- What is being asked -
Your task is to print all of the material verbatim.

* start Dataset records *

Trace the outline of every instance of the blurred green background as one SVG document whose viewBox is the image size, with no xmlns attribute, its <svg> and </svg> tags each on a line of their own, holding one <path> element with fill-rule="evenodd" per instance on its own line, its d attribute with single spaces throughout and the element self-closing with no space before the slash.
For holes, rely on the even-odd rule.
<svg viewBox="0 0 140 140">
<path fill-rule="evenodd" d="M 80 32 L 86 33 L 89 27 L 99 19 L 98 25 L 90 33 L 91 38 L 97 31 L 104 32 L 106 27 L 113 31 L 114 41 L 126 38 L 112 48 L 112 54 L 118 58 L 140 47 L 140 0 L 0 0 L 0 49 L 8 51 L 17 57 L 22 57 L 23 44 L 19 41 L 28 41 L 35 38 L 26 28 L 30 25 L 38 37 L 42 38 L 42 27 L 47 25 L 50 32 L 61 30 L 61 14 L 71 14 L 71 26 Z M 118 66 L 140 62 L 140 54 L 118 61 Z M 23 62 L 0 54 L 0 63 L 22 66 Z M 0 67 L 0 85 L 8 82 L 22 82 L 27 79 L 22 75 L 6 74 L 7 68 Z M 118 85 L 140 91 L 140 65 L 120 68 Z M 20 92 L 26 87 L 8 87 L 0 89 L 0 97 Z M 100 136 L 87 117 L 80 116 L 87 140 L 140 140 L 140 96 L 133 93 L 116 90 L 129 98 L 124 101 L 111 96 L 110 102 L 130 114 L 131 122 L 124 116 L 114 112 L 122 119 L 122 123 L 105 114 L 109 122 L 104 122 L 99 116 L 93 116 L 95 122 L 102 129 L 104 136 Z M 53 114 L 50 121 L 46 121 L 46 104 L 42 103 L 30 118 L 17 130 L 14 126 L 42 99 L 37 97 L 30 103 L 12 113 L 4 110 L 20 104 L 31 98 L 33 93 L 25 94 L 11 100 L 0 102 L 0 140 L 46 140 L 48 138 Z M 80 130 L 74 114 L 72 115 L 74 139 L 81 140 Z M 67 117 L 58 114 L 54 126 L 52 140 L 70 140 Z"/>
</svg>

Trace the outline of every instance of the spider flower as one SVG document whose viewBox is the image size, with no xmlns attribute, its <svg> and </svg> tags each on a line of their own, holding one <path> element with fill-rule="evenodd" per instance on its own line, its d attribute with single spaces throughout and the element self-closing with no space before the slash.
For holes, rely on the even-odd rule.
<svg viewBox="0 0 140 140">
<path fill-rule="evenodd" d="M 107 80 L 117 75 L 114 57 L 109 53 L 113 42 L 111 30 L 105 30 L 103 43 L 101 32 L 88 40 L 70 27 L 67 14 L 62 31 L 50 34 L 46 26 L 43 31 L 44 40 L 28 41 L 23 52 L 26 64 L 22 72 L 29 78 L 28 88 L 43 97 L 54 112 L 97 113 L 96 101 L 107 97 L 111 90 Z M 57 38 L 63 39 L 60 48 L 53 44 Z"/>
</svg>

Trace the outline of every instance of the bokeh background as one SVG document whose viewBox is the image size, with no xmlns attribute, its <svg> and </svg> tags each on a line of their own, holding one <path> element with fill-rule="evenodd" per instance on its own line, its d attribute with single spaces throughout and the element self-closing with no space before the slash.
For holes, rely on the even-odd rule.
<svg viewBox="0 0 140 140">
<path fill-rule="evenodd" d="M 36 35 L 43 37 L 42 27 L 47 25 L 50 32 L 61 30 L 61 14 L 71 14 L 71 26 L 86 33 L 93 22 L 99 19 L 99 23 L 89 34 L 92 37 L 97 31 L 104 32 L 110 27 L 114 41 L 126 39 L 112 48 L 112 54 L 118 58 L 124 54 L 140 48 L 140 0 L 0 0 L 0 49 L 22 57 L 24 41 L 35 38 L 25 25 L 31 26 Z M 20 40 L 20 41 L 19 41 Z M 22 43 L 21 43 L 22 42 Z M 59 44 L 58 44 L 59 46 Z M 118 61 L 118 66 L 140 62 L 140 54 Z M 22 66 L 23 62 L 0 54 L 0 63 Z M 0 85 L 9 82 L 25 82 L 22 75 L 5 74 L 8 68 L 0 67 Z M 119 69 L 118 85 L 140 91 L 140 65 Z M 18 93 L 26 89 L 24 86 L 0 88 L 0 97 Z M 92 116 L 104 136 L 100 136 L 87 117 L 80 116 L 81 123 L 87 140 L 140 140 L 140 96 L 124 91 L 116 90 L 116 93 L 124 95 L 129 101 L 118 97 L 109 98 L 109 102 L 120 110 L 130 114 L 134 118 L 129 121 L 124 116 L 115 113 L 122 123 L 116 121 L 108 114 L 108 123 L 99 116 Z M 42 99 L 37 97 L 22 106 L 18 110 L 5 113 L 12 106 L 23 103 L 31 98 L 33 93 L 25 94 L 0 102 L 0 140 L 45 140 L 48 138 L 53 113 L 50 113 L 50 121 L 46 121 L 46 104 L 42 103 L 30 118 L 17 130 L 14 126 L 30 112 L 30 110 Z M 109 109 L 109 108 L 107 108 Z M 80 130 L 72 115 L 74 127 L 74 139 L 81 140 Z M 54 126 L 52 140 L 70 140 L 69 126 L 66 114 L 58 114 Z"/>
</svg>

* end Dataset records *

- Exercise solution -
Trace the outline of every instance of the blurred green background as one SVG document whose viewBox is the image size, with no xmlns attribute, its <svg> and </svg> tags each on a line of their own, holding one <path> element with fill-rule="evenodd" per instance on its own line, its d attribute with single spaces throughout and the element self-closing with no space before the slash.
For holes, rely on the even-odd rule.
<svg viewBox="0 0 140 140">
<path fill-rule="evenodd" d="M 80 32 L 86 33 L 89 27 L 99 19 L 98 25 L 90 33 L 91 38 L 97 31 L 104 32 L 106 27 L 113 31 L 114 41 L 126 38 L 112 48 L 112 54 L 118 58 L 140 47 L 140 0 L 0 0 L 0 49 L 8 51 L 17 57 L 22 57 L 23 44 L 19 41 L 28 41 L 35 38 L 26 28 L 30 25 L 38 37 L 42 38 L 42 27 L 47 25 L 50 32 L 61 30 L 61 14 L 71 14 L 71 26 Z M 118 66 L 140 62 L 140 54 L 118 61 Z M 23 62 L 0 54 L 0 63 L 22 66 Z M 0 67 L 0 85 L 8 82 L 22 82 L 27 79 L 22 75 L 6 74 L 7 68 Z M 118 85 L 140 91 L 140 65 L 120 68 Z M 20 92 L 26 87 L 8 87 L 0 89 L 0 97 Z M 100 136 L 87 117 L 80 116 L 87 140 L 140 140 L 140 96 L 133 93 L 116 90 L 129 98 L 124 101 L 111 96 L 110 102 L 130 114 L 131 122 L 124 116 L 114 112 L 122 119 L 122 123 L 105 114 L 109 122 L 104 122 L 99 116 L 93 116 L 95 122 L 102 129 L 104 136 Z M 53 114 L 50 121 L 46 121 L 46 104 L 42 103 L 30 118 L 17 130 L 14 126 L 42 99 L 37 97 L 30 103 L 12 113 L 4 110 L 20 104 L 31 98 L 33 93 L 25 94 L 11 100 L 0 102 L 0 140 L 46 140 L 48 138 Z M 80 130 L 74 114 L 72 115 L 74 139 L 81 140 Z M 67 117 L 58 114 L 54 126 L 52 140 L 70 140 Z"/>
</svg>

Trace the outline of every instance of the spider flower as one SVG document whose viewBox is the image size, with no xmlns attribute, its <svg> and </svg> tags each on a line of their own, holding one <path> element with fill-rule="evenodd" per instance on its own line, its d attribute with single spaces throughout and the element self-closing with no space before the slash.
For holes, rely on the even-odd rule.
<svg viewBox="0 0 140 140">
<path fill-rule="evenodd" d="M 107 80 L 117 75 L 114 57 L 109 53 L 113 42 L 111 30 L 105 30 L 103 43 L 101 32 L 88 40 L 70 27 L 67 14 L 62 31 L 50 34 L 46 26 L 43 31 L 44 40 L 28 41 L 23 52 L 26 64 L 22 72 L 29 78 L 28 88 L 43 97 L 54 112 L 97 113 L 96 101 L 107 97 L 111 90 Z M 57 38 L 63 39 L 60 48 L 53 44 Z"/>
</svg>

Trace the outline of every instance of the bokeh background as one SVG document whose viewBox is the image size, with no xmlns attribute, its <svg> and </svg> tags each on a line of their own, holding one <path> element with fill-rule="evenodd" per instance on its own line, its d attribute with single spaces throughout and the element self-closing with no space before the slash.
For holes, rely on the even-odd rule.
<svg viewBox="0 0 140 140">
<path fill-rule="evenodd" d="M 36 35 L 43 37 L 42 27 L 47 25 L 50 32 L 61 30 L 61 14 L 71 14 L 71 26 L 86 33 L 93 22 L 99 19 L 99 23 L 89 34 L 92 37 L 97 31 L 104 32 L 110 27 L 114 41 L 126 39 L 112 48 L 112 54 L 118 58 L 124 54 L 140 48 L 140 0 L 0 0 L 0 49 L 22 57 L 24 41 L 35 38 L 25 25 L 31 26 Z M 20 40 L 20 41 L 19 41 Z M 22 43 L 21 43 L 22 42 Z M 59 44 L 58 44 L 59 46 Z M 118 61 L 118 66 L 140 62 L 140 54 Z M 22 66 L 23 62 L 0 54 L 0 63 Z M 0 85 L 9 82 L 25 82 L 22 75 L 5 74 L 8 68 L 0 67 Z M 119 69 L 118 85 L 140 91 L 140 65 Z M 18 93 L 26 89 L 24 86 L 0 88 L 0 97 Z M 92 116 L 104 136 L 100 136 L 87 117 L 80 116 L 81 123 L 87 140 L 140 140 L 140 96 L 124 91 L 116 90 L 116 93 L 124 95 L 129 101 L 118 97 L 109 98 L 109 102 L 120 110 L 130 114 L 134 118 L 129 121 L 124 116 L 115 113 L 122 123 L 116 121 L 108 114 L 108 123 L 99 116 Z M 42 99 L 37 97 L 22 106 L 18 110 L 5 113 L 12 106 L 23 103 L 31 98 L 33 93 L 25 94 L 0 102 L 0 140 L 45 140 L 48 138 L 53 113 L 50 113 L 50 121 L 46 121 L 46 104 L 42 103 L 30 118 L 17 130 L 14 126 L 30 112 L 30 110 Z M 109 109 L 109 108 L 107 108 Z M 80 130 L 72 115 L 74 127 L 74 139 L 81 140 Z M 54 126 L 52 140 L 70 140 L 69 126 L 66 114 L 58 114 Z"/>
</svg>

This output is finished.